-- Start Reading text --

The indenture and the debt securities will be governed by, and construed in accordance with, the internal laws of the State of New York, without regard to conflict of law principles that would result in the application of any law other than the laws of the State of New York.
 
Description of Warrants
 
We may issue warrants to purchase ordinary shares and/or debt securities in one or more series together with other securities or separately, as described in the applicable prospectus supplement. Below is a description of certain general terms and provisions of the warrants that we may offer. Particular terms of the warrants will be described in the warrant agreements and the prospectus supplement to the warrants.

-- End Reading text --

- _What needs to be done_
Reproduce the prospectus excerpt starting at "Description of Warrants" and ending at "to the warrants.", changing "prospectus supplement" to "offering memorandum".

-- Start Information given --

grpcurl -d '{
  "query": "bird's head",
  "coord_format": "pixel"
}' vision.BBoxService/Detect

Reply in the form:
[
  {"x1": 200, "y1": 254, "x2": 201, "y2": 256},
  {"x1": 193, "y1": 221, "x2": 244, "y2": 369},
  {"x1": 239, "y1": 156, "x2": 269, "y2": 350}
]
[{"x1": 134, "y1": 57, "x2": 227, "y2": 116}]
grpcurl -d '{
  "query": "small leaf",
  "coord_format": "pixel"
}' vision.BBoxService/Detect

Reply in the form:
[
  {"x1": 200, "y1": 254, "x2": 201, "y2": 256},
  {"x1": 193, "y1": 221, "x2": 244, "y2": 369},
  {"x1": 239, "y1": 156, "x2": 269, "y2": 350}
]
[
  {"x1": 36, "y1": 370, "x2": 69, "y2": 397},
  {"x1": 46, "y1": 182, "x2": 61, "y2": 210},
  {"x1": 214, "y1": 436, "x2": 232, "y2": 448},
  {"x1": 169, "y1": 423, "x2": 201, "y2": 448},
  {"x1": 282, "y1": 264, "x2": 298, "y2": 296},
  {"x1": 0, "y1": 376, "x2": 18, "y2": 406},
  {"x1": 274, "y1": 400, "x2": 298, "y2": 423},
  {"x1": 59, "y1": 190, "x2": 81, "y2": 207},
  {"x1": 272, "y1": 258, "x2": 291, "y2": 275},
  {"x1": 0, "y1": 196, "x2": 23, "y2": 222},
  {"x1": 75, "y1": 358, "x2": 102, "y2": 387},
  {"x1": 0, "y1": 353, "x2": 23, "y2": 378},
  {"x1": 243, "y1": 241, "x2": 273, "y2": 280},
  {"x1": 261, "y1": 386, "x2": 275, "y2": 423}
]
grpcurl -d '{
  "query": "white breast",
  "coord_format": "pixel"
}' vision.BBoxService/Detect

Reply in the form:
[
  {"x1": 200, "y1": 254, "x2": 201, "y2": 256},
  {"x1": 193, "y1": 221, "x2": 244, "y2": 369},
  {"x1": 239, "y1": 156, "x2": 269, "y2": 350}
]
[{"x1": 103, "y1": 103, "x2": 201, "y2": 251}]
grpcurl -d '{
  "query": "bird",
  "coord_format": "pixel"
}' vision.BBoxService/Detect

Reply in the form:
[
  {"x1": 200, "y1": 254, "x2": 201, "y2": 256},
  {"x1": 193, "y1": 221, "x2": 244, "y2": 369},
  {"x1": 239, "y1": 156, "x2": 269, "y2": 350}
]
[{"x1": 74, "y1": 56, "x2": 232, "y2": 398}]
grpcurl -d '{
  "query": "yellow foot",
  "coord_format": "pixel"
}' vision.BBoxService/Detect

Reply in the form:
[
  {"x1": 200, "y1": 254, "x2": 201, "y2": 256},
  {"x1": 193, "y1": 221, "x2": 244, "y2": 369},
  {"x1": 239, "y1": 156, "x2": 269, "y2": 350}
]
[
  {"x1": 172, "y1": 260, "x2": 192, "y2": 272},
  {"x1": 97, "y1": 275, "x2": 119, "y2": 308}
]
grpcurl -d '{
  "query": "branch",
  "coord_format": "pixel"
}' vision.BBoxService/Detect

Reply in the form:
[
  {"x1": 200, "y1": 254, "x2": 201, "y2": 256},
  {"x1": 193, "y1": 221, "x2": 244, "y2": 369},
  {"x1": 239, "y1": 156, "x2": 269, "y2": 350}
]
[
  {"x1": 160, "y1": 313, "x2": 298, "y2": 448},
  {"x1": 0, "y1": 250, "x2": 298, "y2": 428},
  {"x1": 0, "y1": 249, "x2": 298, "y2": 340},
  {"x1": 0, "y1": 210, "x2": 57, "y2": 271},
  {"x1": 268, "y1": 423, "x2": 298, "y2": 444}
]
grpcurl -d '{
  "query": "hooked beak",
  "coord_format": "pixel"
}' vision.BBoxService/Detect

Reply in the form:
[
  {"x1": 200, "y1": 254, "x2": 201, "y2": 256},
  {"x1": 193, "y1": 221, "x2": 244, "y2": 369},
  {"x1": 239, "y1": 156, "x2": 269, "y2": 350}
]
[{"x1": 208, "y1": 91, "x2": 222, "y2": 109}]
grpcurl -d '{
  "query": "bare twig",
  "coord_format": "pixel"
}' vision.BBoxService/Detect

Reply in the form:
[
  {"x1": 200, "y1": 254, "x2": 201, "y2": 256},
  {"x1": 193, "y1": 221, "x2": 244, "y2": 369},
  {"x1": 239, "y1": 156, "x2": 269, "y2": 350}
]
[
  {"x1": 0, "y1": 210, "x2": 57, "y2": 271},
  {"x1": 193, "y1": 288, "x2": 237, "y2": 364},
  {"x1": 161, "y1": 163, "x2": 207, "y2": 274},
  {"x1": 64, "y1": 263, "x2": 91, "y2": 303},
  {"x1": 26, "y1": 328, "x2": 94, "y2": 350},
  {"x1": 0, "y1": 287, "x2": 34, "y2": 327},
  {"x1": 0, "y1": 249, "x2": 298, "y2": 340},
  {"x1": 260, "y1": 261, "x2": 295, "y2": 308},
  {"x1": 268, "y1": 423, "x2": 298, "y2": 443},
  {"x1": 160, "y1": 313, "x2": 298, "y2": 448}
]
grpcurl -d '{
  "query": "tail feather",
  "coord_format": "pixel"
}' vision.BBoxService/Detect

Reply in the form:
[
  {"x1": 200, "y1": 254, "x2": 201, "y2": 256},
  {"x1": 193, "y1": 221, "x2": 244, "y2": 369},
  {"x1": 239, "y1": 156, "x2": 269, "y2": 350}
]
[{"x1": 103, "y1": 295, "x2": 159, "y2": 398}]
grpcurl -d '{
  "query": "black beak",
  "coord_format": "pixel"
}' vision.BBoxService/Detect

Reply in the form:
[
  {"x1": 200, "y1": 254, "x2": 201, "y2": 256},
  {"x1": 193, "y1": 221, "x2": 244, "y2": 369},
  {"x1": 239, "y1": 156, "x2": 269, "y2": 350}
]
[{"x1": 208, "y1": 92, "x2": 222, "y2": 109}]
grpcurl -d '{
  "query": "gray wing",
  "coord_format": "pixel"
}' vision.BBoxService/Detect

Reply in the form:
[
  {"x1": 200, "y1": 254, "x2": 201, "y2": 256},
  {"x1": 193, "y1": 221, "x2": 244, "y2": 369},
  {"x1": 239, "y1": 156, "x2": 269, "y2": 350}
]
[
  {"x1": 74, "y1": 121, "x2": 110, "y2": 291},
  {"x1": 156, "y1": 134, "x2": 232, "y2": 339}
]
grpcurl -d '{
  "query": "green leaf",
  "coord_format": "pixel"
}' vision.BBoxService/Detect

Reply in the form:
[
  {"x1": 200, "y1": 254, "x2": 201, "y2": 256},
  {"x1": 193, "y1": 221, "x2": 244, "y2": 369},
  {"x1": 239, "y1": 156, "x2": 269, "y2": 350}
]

-- End Information given --

- _Answer in full_
Description of Warrants
 
We may issue warrants to purchase ordinary shares and/or debt securities in one or more series together with other securities or separately, as described in the applicable offering memorandum. Below is a description of certain general terms and provisions of the warrants that we may offer. Particular terms of the warrants will be described in the warrant agreements and the offering memorandum to the warrants.